Required action
Print each entry below precisely as it reads.

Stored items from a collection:
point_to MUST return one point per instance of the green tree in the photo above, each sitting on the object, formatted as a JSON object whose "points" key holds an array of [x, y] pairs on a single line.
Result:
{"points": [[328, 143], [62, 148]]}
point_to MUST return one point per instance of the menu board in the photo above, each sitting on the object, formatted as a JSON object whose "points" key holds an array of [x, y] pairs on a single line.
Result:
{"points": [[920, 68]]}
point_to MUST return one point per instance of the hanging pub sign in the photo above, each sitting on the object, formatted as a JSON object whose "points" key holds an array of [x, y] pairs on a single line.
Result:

Expected output
point_to MUST return one point per instance of the green tree in the photo above, each sitting on the object, formatted as a JSON object whose "points" key holds an array of [x, y] pairs on a single line.
Result:
{"points": [[328, 143], [62, 148]]}
point_to MUST return one point per instance of the menu board in the photo above, each sitting on the object, formatted as a JSON object whose "points" key holds an array of [x, y] pairs on a single line.
Result:
{"points": [[920, 68]]}
point_to MUST return one point per instance of the hanging pub sign in the photo above, each sitting on the object, formatted as a JSON object whose "points" key holds an array of [x, y] pairs on a single line.
Result:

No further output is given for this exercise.